The response has to be every entry, printed word for word.

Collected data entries
+ + + + + + +

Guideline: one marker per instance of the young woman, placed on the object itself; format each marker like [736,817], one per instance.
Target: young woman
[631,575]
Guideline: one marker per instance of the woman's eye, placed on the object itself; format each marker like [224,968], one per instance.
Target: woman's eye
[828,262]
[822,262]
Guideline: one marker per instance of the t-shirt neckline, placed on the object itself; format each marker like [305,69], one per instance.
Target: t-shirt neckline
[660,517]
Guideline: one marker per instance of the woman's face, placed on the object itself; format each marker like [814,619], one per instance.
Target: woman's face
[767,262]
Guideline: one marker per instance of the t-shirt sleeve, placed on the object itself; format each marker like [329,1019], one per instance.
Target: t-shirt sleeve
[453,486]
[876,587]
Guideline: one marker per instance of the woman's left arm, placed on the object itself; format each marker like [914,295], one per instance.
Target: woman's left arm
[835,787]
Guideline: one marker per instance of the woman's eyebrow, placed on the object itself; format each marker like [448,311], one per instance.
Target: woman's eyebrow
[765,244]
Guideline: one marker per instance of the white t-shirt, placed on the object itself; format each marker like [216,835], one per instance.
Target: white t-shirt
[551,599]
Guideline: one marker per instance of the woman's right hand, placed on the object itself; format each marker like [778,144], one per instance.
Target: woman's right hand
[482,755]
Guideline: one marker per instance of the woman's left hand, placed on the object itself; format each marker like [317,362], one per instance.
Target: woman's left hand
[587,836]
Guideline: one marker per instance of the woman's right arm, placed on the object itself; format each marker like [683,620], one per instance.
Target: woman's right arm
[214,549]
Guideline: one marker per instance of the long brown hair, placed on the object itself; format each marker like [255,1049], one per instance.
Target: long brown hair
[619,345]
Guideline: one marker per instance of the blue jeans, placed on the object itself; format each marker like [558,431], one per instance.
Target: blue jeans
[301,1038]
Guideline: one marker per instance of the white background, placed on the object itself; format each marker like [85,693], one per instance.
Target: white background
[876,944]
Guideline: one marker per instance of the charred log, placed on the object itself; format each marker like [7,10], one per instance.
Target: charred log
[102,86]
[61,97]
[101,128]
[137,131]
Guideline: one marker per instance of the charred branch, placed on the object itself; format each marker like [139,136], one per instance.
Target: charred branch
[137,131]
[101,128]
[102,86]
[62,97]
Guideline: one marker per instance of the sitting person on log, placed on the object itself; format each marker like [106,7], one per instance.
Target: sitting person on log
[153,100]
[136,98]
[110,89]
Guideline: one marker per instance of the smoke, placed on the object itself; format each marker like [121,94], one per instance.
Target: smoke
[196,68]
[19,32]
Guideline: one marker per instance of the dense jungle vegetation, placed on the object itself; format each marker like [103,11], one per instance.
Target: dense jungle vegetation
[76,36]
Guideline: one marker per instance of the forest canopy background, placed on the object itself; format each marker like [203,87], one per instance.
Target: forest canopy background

+ + + + + + +

**RESPONSE AREA**
Guideline: one marker per instance of the young woman, placed on the object itself; format each marker like [736,817], one per instance.
Target: young woman
[631,575]
Guideline: one marker per instance of the woman's eye, placed on the object itself; format each marker like [224,968], one per instance.
Target: woman's eye
[828,262]
[822,262]
Guideline: one marker per instance of the t-shirt neckline, placed on the object itself; format each marker like [305,69], one per instance.
Target: t-shirt neckline
[660,517]
Guideline: one marker per instance of the woman's face, placed on the object itself; format each marker like [814,619], one per instance.
Target: woman's face
[767,262]
Guideline: one marker per instance of the t-shirt sleeve, placed on the object itself; format each marker like [329,1019], one per instance.
Target: t-shirt sleeve
[453,486]
[876,587]
Guideline: one marker per instance of the woman's left arm, placed on the object itself; format each marker like [914,295], one per instance.
Target: woman's left arm
[835,787]
Guideline: one marker per instance of the woman's eyebrow, placed on the object itself; format each marker like [448,311], one per instance.
Target: woman's eyebrow
[765,244]
Guideline: one marker per instance of the white t-shirt, placed on the object itself; format each marker like [216,835], one per instance.
Target: white t-shirt
[551,599]
Guideline: one marker per instance of the woman's right hand, placed on the object itself; format each marker like [778,144], one per instance.
Target: woman's right hand
[482,755]
Guideline: one marker per instance of the woman's left hand, placed on the object itself; format each marker like [317,362], one per instance.
Target: woman's left hand
[587,836]
Guideline: one marker per instance of the woman's right arm, placed on the object itself; format each marker like [683,620], one per instance.
Target: woman's right arm
[214,549]
Guideline: one marker per instance of the long brown hair, placed on the object itself; format each marker like [255,1049], one per instance.
Target: long brown hair
[619,345]
Guideline: one marker per instance of the blue jeans, placed on the object itself; format each marker like [558,431], one per instance.
Target: blue jeans
[301,1038]
Guideline: one marker per instance of the white background, placed on the object itself; format each marker like [85,693], one per instance.
Target: white background
[876,944]
Guideline: one marker per instance of the charred log, placed on the object itself; format each marker like [7,10], one per instance.
Target: charred log
[102,86]
[61,97]
[101,128]
[137,131]
Guideline: one marker per instance of the charred branch, placed on the object itself; format each marker like [139,136], one per instance.
Target: charred branch
[137,131]
[101,128]
[102,86]
[62,97]
Guideline: one marker per instance of the sitting person on log, placed on the object itself; format each marker like [106,7], one per instance.
Target: sitting person on log
[153,100]
[136,98]
[110,89]
Guideline: one marker per instance of the smoke, placed on the object itself; format each marker like [121,94], one per instance.
Target: smoke
[196,68]
[19,32]
Guideline: one marker per instance of the dense jungle vegetation, placed on the object itself; format each marker like [103,11], one per instance.
Target: dense jungle vegetation
[76,36]
Guideline: one marker per instance of the forest canopy background, placed on the object itself; format each marker like [203,87], one per instance.
Target: forest canopy background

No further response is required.